With only a few years left until 2030, the deadline for achieving the 23 targets of the Kunming–Montreal Global Biodiversity Framework (K-M GBF), Parties stressed that implementation must now accelerate at the national level. Discussions focused on finance, capacity building, monitoring, reporting, and review, setting the stage for COP17, where Parties will undertake the first global review of K-M GBF implementation.
Strengthening Coherence Across the Rio Conventions
In plenary, CGIAR underscored that integrated landscape and food systems approaches can support coordinated implementation of the K-M GBF. Several targets converge at the landscape level, where decisions on land use, agriculture, and ecosystem management interact. Such approaches can help translate global commitments into nationally aligned action.
According to FAO's analysis, 35 percent of planned national actions relate directly to agrifood systems, contributing across all 23 K-M GBF targets. At the same time, 48 percent of countries report that biodiversity loss is already affecting agrifood systems. Reported impacts include reduced yields and productivity, increased pest pressures, invasive species, and heightened risks for rural livelihoods.
Under the agenda item on cooperation with other conventions and international organizations, CGIAR — supported by several countries — underscored that sustainable agriculture and food systems transformation are integral to achieving the objectives of the K-M GBF. The intervention emphasized that greater policy coherence across biodiversity, climate, and land agendas within agricultural systems is essential to unlock synergies, reduce trade-offs, and deliver multiple benefits across the three Rio Conventions.
Building Capacity for Effective GBF Reporting
Another central issue at SBI-6 was reporting. Parties were reminded of the 28 February 2026 deadline for submitting updated National Biodiversity Strategies and Action Plans (NBSAPs) and National Reports, which will inform the first global review of the K-M GBF. As of the meeting, 74 countries updated NBSAPs, 147 national targets, and one national report had been submitted, alongside 11 commitments from non-State actors.
Through the MFL Science Program and the Genebank Accelerator, CGIAR is preparing commitments that contribute to national biodiversity strategies and action plans and to the implementation of the K-M GBF. Fourteen commitments have been submitted, and ten of them have already been published while others are still under review, reinforcing CGIAR’s role as a science-based implementation partner.
Under this agenda item, on updates to NBSAPs, national targets, and reporting, countries raised concerns about capacity constraints, delays in GEF disbursement, administrative burdens, technical gaps in methodologies and indicators, and the need to better align reporting requirements with financial and technical support.
In this context, a bilateral exchange during the meeting led to a formal request for capacity-sharing support from CGIAR to a developing country in relation to national reporting, including the Agrobiodiversity Index. A first technical workshop has already been conducted to support this process. There was also interest in exploring future triangular cooperation to enable exchanges between countries facing similar implementation challenges. Such collaboration can contribute to strengthening national capacities while promoting peer learning across contexts.

> [Tasks to carry out]:
1. According to the SBI-6 summary, what is the deadline for submitting updated NBSAPs and National Reports?
2. Decide whether each statement agrees with the SBI-6 summary. Answer yes or no for each, and quote the deciding words.
(a) FAO's analysis found that 48 percent of planned national actions relate directly to agrifood systems.
(b) CGIAR has submitted fourteen commitments.
(c) A first technical workshop has already taken place to support the requested national reporting help.
3. Rewrite the paragraph of the SBI-6 summary that begins "Under this agenda item, on updates" as a list. Keep its main facts.

> [Records shown]:
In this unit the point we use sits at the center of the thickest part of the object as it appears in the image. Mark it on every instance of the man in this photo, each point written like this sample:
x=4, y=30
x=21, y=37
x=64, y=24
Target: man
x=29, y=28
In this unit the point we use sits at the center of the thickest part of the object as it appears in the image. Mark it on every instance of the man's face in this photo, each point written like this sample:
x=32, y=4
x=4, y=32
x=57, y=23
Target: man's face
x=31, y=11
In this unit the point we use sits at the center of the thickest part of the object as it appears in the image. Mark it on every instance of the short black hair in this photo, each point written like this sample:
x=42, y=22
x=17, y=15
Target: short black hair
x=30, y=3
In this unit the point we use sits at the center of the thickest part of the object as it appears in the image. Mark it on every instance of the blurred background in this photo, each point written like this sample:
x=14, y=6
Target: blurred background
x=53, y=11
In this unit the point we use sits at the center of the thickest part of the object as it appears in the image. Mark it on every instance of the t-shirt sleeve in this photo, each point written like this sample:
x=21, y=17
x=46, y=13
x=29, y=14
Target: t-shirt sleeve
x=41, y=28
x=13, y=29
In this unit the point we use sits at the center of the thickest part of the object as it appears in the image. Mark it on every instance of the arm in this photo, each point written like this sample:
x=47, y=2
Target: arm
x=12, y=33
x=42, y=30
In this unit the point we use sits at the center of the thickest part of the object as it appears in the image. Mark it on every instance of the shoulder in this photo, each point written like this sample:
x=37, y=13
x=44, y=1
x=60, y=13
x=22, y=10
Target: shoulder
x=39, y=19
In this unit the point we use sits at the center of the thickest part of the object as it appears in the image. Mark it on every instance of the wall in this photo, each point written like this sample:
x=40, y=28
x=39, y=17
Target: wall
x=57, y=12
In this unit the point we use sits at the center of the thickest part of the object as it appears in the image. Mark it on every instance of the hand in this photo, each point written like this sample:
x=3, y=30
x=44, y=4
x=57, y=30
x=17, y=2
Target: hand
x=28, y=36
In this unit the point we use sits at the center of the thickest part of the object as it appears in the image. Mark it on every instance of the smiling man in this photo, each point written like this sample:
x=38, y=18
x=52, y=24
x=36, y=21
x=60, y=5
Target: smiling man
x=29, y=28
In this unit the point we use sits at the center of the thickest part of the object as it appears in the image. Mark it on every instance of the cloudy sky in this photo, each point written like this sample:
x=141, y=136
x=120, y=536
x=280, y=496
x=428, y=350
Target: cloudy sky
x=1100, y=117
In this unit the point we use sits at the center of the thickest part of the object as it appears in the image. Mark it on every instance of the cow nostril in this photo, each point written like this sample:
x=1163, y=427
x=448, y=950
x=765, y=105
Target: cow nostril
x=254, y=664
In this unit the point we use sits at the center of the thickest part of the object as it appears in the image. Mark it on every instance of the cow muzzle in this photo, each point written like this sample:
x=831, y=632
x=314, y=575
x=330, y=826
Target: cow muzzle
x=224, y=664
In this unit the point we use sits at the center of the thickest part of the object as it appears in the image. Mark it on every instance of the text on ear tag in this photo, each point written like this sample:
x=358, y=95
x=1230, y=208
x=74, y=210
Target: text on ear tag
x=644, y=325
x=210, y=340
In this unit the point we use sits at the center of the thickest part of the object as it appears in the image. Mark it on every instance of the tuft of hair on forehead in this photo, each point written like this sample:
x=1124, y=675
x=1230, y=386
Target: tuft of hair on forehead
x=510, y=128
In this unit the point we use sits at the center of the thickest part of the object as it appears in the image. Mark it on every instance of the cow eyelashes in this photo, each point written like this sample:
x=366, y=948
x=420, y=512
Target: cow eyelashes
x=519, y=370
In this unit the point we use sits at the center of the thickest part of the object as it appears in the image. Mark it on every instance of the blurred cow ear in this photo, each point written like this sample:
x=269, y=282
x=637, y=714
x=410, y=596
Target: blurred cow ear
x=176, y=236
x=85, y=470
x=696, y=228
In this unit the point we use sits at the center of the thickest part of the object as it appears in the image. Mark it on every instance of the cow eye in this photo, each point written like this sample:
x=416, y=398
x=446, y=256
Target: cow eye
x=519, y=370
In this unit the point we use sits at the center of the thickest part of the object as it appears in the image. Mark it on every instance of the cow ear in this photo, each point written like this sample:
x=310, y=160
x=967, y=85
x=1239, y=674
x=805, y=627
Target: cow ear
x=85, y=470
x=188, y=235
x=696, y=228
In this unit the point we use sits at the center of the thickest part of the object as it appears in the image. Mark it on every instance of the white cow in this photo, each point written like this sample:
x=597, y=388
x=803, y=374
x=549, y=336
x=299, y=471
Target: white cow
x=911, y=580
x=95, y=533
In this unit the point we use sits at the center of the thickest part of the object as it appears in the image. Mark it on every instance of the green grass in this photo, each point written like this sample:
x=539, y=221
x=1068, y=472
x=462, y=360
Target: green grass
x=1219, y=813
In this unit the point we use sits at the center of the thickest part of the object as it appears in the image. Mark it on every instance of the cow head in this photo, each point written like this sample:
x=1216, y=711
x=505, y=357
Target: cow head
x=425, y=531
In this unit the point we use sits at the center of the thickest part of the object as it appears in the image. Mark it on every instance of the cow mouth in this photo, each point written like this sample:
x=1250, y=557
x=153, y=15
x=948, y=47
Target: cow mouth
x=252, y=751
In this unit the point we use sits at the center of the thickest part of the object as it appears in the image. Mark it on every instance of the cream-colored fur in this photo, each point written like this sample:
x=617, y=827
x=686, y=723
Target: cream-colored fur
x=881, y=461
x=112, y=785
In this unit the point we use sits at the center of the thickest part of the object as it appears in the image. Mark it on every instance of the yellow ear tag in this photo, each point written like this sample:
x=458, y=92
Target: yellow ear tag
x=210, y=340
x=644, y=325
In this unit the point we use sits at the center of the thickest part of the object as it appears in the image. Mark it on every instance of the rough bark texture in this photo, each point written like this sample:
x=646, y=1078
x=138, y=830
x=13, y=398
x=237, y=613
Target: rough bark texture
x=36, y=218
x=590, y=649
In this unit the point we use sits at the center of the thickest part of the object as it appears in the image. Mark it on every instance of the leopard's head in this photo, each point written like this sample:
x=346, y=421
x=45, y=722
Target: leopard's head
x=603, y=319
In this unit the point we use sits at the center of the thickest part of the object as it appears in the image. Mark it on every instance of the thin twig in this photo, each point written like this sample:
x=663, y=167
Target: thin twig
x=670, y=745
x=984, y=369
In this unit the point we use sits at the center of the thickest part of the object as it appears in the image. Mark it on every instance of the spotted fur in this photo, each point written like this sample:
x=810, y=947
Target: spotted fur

> [Final results]:
1. 28 February 2026

2.
(a) No: "35 percent of planned national actions relate directly to agrifood systems"
(b) Yes: "Fourteen commitments have been submitted"
(c) Yes: "A first technical workshop has already been conducted to support this process."

3.
Countries raised these concerns about updates to NBSAPs, national targets, and reporting:
- capacity constraints
- delays in GEF disbursement
- administrative burdens
- technical gaps in methodologies and indicators
- the need to better align reporting requirements with financial and technical support